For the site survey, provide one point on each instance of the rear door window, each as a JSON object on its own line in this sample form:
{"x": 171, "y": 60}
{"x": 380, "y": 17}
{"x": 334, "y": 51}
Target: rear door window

____

**EXERCISE INSTRUCTIONS**
State how many lines in the items above contain the string "window", treating uppercase and lowercase as different, and reply with that number alone.

**WRITTEN RESPONSE**
2